-- RECORDED INFORMATION --
- Opening Delimiter -

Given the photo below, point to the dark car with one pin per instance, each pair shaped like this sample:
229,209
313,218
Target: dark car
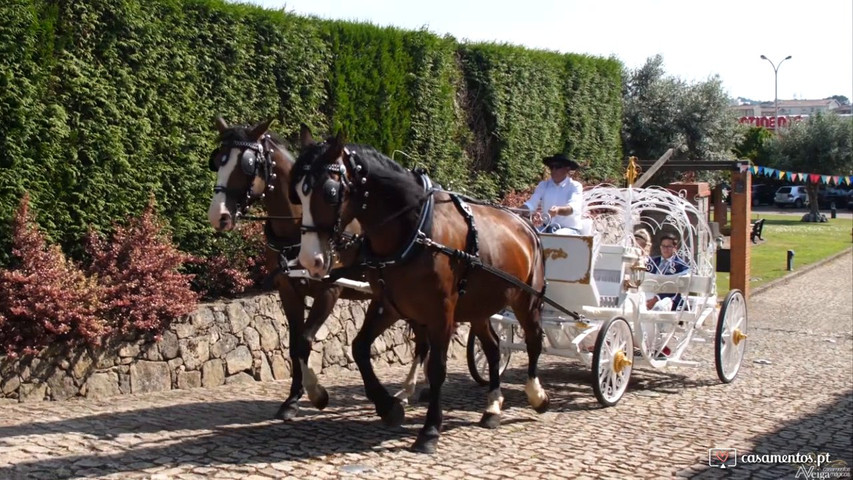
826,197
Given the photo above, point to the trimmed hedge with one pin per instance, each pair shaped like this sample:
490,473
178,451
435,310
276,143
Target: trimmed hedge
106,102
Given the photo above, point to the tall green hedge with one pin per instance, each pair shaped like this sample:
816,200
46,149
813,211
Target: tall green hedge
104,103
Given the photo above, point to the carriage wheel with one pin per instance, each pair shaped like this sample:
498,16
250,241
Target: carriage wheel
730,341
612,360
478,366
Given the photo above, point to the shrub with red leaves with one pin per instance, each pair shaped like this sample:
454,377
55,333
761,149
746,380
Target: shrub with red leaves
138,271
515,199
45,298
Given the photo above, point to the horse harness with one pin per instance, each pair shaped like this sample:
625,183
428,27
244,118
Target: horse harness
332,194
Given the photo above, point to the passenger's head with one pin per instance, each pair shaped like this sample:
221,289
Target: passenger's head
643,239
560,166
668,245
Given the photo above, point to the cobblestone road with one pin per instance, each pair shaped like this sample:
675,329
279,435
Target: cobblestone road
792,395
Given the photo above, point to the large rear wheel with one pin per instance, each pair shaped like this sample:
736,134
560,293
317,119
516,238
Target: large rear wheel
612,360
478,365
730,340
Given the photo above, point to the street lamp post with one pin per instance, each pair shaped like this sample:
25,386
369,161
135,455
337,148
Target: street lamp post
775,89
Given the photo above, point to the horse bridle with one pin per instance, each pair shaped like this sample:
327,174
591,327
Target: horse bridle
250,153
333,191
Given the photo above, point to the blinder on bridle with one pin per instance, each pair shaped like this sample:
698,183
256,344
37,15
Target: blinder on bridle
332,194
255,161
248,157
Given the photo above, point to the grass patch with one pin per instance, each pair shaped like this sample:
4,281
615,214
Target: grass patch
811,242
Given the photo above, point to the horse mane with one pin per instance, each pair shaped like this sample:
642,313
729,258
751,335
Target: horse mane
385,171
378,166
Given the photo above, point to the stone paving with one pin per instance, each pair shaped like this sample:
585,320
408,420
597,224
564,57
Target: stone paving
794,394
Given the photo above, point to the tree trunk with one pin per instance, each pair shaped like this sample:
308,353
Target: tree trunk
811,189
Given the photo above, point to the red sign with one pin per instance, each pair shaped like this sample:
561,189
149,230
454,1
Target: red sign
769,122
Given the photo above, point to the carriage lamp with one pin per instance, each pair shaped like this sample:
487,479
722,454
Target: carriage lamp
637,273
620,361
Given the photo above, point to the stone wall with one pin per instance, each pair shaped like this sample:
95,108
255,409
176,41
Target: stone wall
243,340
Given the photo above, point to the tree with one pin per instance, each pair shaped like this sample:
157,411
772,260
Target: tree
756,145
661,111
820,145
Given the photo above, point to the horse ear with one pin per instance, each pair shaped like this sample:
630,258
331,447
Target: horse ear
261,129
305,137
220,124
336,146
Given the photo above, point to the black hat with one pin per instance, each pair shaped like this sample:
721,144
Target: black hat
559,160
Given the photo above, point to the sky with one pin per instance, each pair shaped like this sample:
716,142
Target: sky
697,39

- Closing Delimiter -
- Opening Delimiter -

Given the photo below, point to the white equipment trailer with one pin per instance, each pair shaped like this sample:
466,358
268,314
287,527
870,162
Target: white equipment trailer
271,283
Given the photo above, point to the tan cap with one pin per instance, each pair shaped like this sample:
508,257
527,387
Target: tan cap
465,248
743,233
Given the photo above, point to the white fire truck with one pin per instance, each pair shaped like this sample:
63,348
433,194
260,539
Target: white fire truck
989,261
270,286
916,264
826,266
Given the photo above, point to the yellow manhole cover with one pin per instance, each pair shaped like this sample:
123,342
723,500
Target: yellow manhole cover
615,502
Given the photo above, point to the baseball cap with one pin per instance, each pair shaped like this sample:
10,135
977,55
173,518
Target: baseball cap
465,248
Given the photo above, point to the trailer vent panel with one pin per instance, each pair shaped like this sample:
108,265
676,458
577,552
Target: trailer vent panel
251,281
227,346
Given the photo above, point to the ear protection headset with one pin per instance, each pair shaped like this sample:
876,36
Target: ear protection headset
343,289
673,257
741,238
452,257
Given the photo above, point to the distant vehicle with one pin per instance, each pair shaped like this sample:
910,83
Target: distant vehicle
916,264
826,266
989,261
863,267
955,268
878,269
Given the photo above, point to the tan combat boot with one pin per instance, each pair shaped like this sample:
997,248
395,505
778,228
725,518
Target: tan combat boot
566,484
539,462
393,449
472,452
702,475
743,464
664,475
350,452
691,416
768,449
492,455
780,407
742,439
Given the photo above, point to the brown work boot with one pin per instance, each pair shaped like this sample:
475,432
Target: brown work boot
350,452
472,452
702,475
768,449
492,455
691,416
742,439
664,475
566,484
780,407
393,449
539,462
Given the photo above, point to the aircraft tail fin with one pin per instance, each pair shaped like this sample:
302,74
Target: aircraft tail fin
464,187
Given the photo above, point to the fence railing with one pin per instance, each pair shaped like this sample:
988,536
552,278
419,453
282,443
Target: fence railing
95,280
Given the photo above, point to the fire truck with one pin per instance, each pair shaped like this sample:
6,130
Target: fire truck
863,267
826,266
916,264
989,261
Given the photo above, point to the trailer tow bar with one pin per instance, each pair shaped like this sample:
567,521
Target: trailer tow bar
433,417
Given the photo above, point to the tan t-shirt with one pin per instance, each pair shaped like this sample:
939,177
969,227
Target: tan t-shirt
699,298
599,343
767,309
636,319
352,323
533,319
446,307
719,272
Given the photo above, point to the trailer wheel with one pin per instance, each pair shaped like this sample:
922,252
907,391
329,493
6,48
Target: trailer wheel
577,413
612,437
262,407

- Closing Delimiter -

-- THE PROBLEM --
Among the lines above, count those containing the word "below" and give nothing but the result.

-- WORKED SOLUTION --
2